**Work order:** For this exercise, copy each line of the records that contains the word "blonde".

(Saved entries)
"""
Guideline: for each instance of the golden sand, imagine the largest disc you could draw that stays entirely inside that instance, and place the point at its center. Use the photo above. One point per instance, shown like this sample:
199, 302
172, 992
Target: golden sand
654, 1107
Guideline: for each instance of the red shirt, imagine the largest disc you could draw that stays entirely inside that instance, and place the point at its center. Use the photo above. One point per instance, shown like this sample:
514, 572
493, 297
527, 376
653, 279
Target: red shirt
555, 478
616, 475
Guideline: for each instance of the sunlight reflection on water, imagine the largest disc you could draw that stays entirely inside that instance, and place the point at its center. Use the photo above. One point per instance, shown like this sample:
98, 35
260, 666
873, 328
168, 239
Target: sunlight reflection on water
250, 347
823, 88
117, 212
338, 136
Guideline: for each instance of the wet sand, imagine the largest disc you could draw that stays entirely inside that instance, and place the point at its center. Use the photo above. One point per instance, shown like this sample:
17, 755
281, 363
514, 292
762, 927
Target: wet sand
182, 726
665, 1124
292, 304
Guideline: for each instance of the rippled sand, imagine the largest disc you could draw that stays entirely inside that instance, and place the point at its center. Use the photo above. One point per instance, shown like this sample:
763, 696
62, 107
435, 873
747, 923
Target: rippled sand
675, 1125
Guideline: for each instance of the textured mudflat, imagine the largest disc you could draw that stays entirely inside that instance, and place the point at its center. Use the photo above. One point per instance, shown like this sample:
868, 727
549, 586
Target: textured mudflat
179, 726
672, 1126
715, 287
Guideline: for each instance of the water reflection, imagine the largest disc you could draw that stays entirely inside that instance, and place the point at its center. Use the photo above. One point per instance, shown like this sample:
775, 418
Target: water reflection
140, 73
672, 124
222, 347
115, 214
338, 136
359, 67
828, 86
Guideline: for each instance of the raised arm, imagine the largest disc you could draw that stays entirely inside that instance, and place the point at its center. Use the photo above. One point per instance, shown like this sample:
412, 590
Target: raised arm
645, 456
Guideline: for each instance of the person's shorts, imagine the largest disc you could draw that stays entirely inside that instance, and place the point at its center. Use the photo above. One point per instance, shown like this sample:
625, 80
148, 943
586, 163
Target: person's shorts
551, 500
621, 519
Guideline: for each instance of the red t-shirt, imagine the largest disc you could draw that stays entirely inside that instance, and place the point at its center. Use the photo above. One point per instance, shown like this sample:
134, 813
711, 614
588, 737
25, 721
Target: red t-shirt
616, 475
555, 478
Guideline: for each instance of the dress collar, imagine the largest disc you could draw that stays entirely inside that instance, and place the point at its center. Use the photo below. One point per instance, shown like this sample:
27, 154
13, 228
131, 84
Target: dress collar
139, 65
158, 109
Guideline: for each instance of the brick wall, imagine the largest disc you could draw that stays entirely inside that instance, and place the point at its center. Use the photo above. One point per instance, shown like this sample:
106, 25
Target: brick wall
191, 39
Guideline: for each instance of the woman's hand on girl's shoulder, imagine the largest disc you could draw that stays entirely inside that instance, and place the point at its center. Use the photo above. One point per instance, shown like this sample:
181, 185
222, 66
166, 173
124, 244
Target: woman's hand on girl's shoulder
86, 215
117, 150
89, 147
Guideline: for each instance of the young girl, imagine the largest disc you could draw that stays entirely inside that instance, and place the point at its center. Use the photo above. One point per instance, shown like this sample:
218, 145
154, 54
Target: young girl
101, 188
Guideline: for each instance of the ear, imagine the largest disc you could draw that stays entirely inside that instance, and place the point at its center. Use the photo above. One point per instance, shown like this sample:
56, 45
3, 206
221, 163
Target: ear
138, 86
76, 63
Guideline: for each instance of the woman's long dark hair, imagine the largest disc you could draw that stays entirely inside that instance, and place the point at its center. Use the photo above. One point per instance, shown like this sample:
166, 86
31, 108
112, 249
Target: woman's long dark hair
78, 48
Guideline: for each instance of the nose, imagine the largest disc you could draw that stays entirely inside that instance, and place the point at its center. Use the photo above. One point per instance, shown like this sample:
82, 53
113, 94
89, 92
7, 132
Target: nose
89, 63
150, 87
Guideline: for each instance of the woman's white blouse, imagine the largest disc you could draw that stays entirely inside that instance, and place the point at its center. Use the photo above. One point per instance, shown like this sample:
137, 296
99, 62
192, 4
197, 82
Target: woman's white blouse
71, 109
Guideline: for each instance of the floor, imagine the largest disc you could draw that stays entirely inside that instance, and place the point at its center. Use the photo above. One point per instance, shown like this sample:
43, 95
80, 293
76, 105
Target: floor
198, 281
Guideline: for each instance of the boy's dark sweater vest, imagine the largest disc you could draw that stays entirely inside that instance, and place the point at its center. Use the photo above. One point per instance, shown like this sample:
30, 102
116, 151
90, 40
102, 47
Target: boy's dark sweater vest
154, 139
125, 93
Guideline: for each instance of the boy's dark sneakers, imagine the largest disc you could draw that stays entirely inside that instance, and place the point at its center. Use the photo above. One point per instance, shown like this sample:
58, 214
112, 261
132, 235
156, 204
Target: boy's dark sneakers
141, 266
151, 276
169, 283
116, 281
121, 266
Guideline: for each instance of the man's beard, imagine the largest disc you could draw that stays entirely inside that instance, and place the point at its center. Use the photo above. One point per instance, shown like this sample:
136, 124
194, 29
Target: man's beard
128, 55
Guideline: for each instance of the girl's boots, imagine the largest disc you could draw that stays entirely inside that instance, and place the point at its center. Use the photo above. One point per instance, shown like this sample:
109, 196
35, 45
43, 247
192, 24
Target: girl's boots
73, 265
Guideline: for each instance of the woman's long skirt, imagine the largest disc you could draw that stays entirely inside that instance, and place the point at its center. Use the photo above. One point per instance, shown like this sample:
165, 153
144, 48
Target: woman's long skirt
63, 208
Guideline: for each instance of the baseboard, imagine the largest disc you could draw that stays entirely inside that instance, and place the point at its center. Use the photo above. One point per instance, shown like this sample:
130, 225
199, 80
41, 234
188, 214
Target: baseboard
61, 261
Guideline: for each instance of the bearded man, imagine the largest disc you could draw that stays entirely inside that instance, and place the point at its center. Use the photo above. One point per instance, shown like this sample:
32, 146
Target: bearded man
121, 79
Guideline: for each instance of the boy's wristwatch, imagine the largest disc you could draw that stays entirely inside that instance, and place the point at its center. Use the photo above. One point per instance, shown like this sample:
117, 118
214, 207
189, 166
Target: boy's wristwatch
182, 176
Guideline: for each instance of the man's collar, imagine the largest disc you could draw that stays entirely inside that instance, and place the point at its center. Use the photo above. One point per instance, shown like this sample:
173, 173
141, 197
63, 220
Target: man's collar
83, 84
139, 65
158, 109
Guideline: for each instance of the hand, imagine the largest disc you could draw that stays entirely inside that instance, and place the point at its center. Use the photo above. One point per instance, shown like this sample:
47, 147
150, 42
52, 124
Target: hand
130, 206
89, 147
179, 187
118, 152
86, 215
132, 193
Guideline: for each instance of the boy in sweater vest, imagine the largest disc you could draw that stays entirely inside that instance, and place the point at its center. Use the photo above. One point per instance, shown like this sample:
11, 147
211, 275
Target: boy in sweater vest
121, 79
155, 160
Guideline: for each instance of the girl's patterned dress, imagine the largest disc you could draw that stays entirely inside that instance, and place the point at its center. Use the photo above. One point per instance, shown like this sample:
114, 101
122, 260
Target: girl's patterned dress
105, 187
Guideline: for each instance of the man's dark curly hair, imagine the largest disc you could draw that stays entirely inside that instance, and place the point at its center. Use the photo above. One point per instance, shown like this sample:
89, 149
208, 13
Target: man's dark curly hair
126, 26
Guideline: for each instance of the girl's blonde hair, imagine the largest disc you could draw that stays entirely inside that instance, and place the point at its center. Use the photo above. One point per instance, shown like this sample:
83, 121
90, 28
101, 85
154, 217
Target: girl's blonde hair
"""
**Task response:**
Guideline: for each instance of the girl's blonde hair, imagine the largest disc you could draw that stays entirely inside that instance, and place the point at its center. Use the photo above. One point per instance, shown like this sample:
Target: girl's blonde hair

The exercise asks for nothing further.